やること>
以下の記録をすべて、「smoke plume」を「column of smoke」に変えて書き直してください。ほかはそのままにし、画像は答えに入れないでください。

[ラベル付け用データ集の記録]
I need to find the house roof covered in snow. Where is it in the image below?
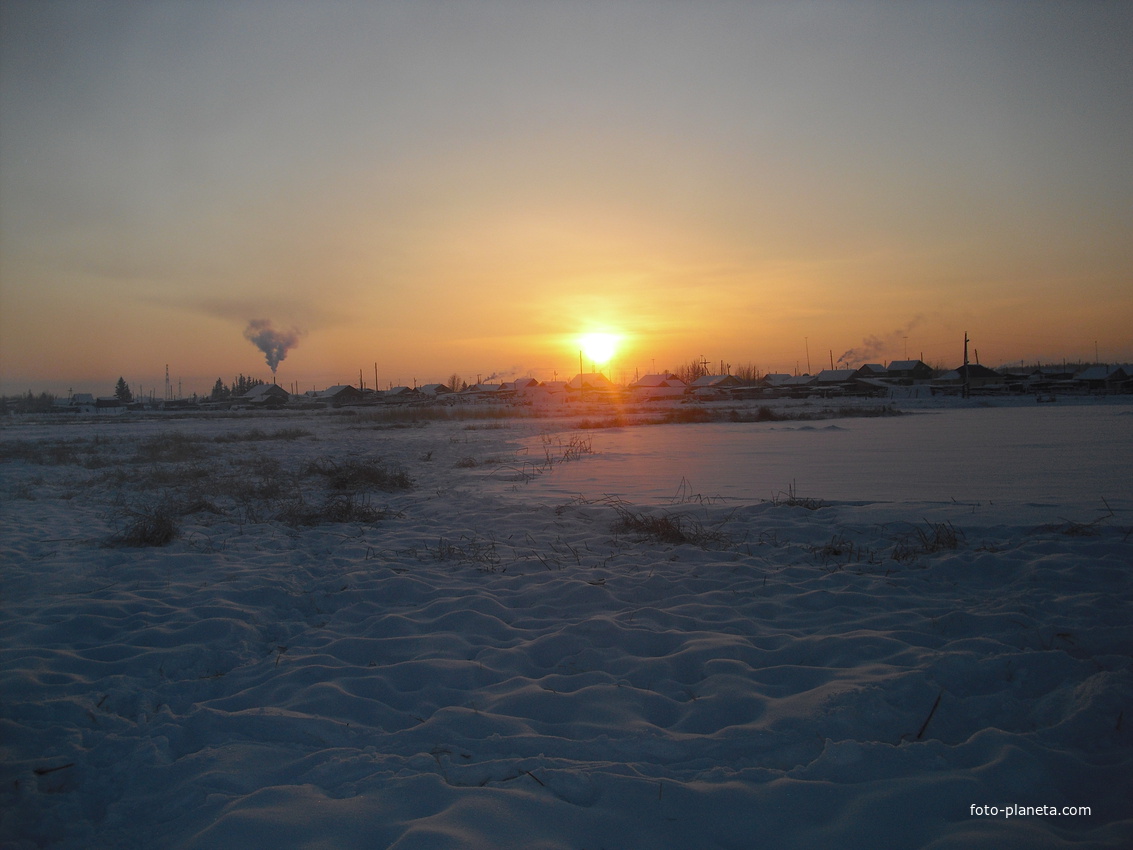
[630,372,685,388]
[815,369,858,384]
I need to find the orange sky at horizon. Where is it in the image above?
[0,0,1133,394]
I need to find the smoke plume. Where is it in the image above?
[838,314,925,366]
[244,318,299,376]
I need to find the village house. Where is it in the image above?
[239,384,291,407]
[308,384,361,407]
[567,372,619,400]
[628,372,689,401]
[1074,365,1131,392]
[689,375,742,399]
[885,360,932,385]
[932,363,1006,392]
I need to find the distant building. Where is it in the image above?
[885,360,932,383]
[240,384,291,407]
[629,372,689,401]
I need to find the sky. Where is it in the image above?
[0,0,1133,396]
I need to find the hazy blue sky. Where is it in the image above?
[0,0,1133,393]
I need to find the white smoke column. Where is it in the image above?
[244,318,299,377]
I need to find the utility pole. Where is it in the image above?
[962,331,969,399]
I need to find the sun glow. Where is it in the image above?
[578,333,621,364]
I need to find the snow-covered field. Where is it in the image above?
[0,405,1133,850]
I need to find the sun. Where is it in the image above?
[578,333,621,364]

作業の結果>
I need to find the house roof covered in snow. Where is it in the image below?
[630,372,685,388]
[815,369,858,384]
I need to find the orange sky at horizon. Where is it in the image above?
[0,0,1133,394]
I need to find the column of smoke. Where is it in the image above?
[838,314,925,366]
[244,318,299,376]
I need to find the village house. Where is it in the image above?
[239,384,291,407]
[308,384,361,407]
[567,372,619,400]
[628,372,689,401]
[1074,365,1131,392]
[689,375,742,399]
[885,360,932,385]
[932,363,1006,392]
I need to find the distant building. Where is it in the image above?
[885,360,932,383]
[240,384,291,407]
[629,372,689,401]
I need to find the sky. Where is it in the image above?
[0,0,1133,396]
I need to find the hazy blue sky. Where is it in the image above?
[0,0,1133,393]
I need to find the white smoke column. Where is it in the image above?
[244,318,299,377]
I need to find the utility pole. Where is it in the image above?
[962,331,969,399]
I need to find the sun glow. Where is it in the image above?
[578,333,621,364]
I need to find the snow-covered field. Where is it in the image above?
[0,405,1133,850]
I need to find the sun. Where is it in the image above?
[578,333,621,364]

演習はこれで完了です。